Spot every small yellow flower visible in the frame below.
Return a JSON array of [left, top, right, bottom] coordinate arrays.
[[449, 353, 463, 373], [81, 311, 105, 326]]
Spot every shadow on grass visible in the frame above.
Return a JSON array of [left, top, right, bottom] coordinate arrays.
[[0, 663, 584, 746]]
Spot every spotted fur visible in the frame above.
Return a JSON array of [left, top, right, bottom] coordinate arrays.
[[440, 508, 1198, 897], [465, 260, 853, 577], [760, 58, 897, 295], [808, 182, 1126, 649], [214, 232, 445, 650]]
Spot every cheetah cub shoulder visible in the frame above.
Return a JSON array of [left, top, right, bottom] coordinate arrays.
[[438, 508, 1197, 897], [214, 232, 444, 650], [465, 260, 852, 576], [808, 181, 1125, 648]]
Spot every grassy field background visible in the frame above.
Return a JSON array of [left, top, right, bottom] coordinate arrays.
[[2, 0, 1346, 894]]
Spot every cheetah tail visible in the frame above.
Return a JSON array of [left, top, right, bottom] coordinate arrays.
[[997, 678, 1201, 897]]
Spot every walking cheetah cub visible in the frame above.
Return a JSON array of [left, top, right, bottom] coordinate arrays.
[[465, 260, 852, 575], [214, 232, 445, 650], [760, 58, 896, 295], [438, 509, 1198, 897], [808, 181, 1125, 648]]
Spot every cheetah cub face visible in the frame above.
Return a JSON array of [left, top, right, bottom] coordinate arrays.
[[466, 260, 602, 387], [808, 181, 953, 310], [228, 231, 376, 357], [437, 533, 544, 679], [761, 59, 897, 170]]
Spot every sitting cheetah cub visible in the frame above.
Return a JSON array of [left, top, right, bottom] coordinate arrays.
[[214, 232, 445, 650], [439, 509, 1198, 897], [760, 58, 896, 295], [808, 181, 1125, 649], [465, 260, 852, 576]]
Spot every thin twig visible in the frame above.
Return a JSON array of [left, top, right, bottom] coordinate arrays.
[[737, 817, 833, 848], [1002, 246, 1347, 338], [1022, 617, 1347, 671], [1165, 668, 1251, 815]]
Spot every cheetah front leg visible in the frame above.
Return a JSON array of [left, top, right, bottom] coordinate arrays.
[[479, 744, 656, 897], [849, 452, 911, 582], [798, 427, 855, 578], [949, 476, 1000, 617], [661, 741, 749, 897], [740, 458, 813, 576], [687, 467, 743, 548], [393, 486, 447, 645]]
★ ★ ★ ★ ★ ★ ★
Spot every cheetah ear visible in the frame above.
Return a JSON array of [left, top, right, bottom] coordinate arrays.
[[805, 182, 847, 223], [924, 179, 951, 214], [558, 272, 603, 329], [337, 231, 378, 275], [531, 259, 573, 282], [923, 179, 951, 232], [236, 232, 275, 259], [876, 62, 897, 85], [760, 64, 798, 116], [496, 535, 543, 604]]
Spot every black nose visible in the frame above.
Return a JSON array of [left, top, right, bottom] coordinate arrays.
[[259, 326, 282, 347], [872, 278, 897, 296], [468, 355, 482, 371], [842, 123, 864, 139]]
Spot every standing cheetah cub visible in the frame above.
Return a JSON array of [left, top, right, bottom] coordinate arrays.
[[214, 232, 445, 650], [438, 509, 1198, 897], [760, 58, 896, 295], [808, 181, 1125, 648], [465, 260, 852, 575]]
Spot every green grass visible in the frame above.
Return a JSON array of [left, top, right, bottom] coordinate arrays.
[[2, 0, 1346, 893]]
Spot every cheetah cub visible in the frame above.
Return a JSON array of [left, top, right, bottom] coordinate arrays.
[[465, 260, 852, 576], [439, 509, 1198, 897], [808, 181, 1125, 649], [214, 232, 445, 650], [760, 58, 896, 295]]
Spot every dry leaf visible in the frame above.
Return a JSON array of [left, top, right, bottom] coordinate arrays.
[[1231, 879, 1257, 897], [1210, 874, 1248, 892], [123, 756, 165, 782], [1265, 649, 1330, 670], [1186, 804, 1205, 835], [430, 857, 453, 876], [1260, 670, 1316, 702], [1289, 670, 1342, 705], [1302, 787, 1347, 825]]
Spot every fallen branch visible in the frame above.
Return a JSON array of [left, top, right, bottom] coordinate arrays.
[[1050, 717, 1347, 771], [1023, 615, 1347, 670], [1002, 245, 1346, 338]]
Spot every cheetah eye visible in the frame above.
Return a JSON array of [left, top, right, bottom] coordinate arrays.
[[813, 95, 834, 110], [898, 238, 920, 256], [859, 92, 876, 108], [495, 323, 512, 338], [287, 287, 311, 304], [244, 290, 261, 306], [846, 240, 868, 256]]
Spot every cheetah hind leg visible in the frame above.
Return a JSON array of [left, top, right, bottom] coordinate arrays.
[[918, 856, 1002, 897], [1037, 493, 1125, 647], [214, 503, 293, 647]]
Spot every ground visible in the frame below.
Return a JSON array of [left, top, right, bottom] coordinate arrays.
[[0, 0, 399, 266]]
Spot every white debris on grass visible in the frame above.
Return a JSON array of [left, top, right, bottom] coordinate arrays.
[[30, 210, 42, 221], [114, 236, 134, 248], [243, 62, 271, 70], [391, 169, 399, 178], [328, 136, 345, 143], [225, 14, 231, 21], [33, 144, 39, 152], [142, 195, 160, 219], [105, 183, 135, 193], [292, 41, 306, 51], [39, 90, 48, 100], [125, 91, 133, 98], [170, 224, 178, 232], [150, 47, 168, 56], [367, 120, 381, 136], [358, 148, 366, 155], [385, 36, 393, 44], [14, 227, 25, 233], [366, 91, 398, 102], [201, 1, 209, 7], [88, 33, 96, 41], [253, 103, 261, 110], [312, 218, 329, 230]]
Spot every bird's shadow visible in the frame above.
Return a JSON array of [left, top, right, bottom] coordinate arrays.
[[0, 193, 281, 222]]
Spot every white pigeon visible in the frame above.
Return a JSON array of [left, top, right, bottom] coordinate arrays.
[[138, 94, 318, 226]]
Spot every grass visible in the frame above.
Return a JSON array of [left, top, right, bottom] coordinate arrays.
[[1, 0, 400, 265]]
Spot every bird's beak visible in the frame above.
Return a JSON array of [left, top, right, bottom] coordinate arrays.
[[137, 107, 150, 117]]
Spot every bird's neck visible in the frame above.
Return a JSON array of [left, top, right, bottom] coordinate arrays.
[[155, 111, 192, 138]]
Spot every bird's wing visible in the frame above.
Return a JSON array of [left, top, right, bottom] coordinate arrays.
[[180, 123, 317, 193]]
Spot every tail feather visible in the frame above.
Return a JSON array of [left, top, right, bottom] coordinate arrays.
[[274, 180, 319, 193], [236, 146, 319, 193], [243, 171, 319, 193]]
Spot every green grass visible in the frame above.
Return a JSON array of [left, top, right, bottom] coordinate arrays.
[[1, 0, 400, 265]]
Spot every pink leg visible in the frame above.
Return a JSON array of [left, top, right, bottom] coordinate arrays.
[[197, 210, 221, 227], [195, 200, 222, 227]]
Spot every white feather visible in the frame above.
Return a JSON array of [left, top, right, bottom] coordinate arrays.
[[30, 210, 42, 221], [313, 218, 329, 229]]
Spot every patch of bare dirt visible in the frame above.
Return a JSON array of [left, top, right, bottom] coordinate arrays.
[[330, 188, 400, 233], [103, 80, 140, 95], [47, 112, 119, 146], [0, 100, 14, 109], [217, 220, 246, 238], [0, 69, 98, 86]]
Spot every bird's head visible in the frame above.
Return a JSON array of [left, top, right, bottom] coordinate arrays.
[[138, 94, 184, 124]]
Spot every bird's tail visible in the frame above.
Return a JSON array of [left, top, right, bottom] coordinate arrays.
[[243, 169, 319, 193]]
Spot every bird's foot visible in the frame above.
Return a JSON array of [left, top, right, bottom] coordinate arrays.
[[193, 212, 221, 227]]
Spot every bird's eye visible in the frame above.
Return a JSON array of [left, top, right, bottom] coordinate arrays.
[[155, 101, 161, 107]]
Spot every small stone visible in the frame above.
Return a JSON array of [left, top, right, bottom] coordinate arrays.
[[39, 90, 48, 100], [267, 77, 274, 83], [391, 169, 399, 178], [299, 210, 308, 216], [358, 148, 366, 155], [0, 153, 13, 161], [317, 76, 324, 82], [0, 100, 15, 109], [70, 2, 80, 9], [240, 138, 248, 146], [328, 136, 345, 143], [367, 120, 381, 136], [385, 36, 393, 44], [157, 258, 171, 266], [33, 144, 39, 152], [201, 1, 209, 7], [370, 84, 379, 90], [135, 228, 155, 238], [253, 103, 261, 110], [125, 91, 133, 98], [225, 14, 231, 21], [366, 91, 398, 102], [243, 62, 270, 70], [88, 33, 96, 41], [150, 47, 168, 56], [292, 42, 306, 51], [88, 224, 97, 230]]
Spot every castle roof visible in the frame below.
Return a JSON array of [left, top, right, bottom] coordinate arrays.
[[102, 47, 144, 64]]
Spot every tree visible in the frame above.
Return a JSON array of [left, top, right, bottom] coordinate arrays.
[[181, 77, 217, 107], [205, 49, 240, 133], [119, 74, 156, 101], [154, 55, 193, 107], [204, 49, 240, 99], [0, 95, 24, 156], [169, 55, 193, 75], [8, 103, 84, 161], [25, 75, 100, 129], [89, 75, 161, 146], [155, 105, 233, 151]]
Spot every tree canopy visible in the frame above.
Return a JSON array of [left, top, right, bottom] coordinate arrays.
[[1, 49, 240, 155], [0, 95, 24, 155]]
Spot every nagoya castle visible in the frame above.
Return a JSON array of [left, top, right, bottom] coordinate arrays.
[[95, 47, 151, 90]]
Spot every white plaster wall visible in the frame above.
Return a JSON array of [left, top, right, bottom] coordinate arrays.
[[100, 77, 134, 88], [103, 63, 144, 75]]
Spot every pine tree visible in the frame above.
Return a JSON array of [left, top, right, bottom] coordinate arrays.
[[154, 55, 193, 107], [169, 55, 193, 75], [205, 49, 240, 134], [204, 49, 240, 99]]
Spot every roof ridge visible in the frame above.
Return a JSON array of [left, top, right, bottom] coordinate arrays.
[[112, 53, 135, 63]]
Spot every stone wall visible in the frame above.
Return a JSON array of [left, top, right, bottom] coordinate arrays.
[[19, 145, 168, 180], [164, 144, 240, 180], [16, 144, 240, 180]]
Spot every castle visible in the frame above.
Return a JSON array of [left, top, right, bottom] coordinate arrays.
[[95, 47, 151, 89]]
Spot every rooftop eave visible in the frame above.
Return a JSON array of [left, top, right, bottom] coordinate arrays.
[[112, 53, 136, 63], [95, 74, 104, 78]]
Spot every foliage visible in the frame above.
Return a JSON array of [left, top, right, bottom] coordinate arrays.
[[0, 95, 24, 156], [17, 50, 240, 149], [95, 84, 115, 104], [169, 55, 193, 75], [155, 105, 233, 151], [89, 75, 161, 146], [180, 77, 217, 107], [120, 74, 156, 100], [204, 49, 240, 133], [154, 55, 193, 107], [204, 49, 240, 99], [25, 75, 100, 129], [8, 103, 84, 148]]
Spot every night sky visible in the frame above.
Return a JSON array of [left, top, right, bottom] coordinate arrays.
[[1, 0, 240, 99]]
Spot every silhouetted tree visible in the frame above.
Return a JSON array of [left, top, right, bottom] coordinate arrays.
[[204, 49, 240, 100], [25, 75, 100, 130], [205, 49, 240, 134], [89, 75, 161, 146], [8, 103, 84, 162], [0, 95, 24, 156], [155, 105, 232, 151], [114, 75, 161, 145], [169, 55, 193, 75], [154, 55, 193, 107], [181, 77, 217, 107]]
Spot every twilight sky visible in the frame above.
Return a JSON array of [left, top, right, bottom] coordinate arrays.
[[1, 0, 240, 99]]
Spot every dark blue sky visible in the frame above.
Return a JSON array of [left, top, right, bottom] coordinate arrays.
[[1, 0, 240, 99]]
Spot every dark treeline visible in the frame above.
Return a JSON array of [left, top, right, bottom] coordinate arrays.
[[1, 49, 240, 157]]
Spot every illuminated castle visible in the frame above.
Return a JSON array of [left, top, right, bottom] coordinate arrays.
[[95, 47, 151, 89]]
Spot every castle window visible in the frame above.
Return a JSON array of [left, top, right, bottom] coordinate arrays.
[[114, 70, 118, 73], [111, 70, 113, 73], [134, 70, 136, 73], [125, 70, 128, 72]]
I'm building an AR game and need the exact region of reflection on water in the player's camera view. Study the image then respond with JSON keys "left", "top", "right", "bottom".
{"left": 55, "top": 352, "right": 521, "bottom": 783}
★ ★ ★ ★ ★ ★ ★
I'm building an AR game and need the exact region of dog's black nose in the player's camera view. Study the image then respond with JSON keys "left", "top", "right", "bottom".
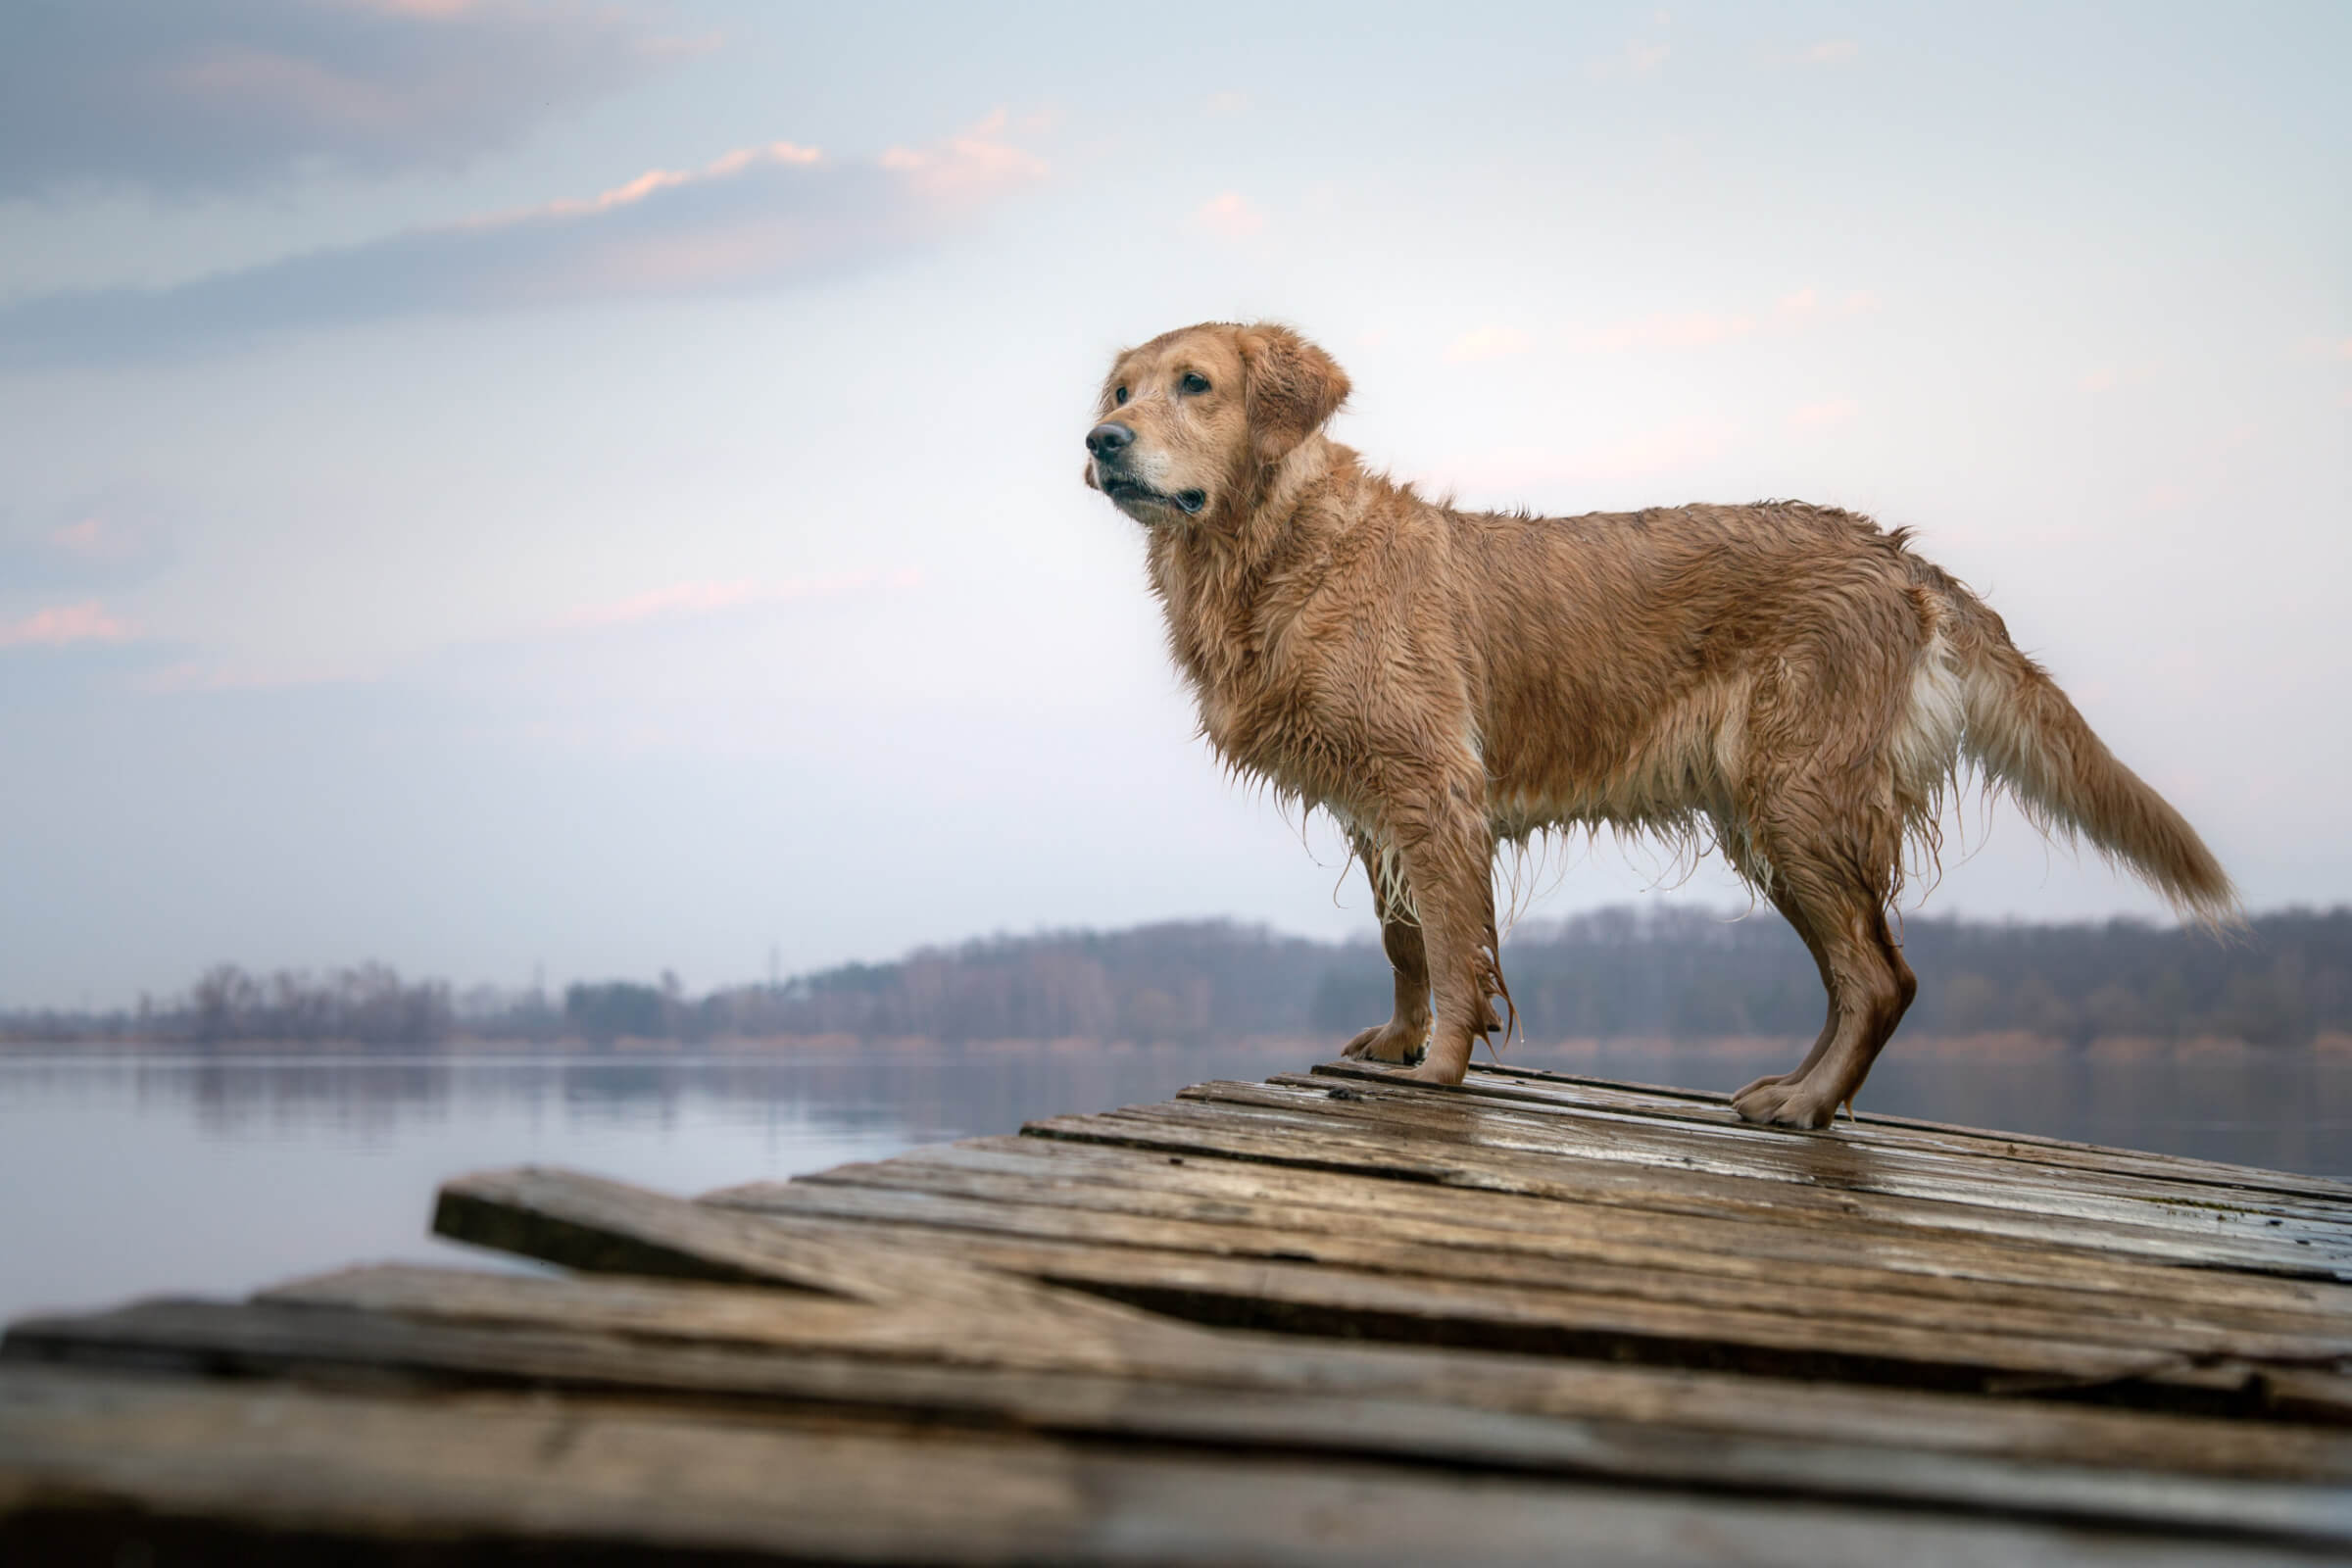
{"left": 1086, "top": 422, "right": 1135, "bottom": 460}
★ ★ ★ ★ ★ ★ ★
- _Task description_: Look over the records above and copy each line that includes the string "castle".

- _Result for this exercise_:
Spot every castle roof visible in the frame below.
Spot every nagoya castle visible in the frame above.
Spot every castle visible in the frame above.
Spot every illuminated castle visible in the frame above.
Spot every castle window visible in the frame above.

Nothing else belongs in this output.